▶ [Selected text]:
Buck Brannaman is the subject of the Sundance Film Festival Audience Award-winning documentary “Buck.” Brannaman stopped by the National Cowboy & Western Heritage Museum in Oklahoma City and spared some time for an interview about the film and his life as a horse trainer.

You reveal a lot about your troubled childhood in “Buck.” How hard was it for you to open up your life like that for this documentary?

Buck Brannaman: A lot of people have asked me that. They thought that I shared so much with people of my personal life. But, I’ve been doing that for years in small doses with my clinics. Some of the things are really dark that happened in my life, some of those things in my life created the empathy I have for the horses and their situations. I found that, in the clinics, if I can share some of that with the people, they sort of think, ‘Man, he must trust me on some level or he wouldn’t tell me these things.’ That sort of opens things up so they can share with me a little bit. You only have four days to do a clinic so you want to establish a rapport as quick as you can and people need to know my life is a lot less than perfect, I’ll tell you that. We all have things to deal with and it sort of puts us on a level playing field. Then we can go to work.

▶ [Data provided]:
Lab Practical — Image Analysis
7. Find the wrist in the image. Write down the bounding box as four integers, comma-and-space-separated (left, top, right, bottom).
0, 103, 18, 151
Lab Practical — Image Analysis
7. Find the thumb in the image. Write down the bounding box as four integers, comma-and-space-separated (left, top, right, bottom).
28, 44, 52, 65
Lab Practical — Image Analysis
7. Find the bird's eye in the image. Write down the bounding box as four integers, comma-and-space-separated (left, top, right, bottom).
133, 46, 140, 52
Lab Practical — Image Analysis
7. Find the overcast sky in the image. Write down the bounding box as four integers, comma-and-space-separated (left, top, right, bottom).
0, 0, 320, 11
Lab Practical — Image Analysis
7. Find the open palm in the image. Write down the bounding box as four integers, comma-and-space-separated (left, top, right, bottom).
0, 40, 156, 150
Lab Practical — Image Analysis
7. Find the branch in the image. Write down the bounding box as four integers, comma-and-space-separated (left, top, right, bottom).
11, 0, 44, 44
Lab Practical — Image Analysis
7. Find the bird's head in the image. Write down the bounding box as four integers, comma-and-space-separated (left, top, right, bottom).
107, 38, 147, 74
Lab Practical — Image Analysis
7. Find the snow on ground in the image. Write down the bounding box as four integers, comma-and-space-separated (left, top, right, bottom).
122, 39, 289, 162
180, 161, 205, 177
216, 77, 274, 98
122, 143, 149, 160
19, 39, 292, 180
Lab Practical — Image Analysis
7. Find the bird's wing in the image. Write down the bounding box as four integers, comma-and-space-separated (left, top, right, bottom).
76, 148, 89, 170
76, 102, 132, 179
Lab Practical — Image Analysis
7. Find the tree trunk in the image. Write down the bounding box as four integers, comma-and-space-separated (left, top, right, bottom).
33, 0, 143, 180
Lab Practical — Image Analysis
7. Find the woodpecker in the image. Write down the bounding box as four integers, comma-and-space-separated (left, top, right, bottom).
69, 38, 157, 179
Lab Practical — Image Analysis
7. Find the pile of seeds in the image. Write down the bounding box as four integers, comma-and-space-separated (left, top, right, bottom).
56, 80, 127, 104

▶ [Tasks and exercises]:
a: From the Buck Brannaman interview above, set down the passage starting with "Buck Brannaman is" and going on through "for this documentary?", copied word for word.
b: In the Buck Brannaman interview, how many days does Brannaman say he has to do a clinic?

▶ [Answers by item]:
a:
Buck Brannaman is the subject of the Sundance Film Festival Audience Award-winning documentary “Buck.” Brannaman stopped by the National Cowboy & Western Heritage Museum in Oklahoma City and spared some time for an interview about the film and his life as a horse trainer.

You reveal a lot about your troubled childhood in “Buck.” How hard was it for you to open up your life like that for this documentary?

b: Four days.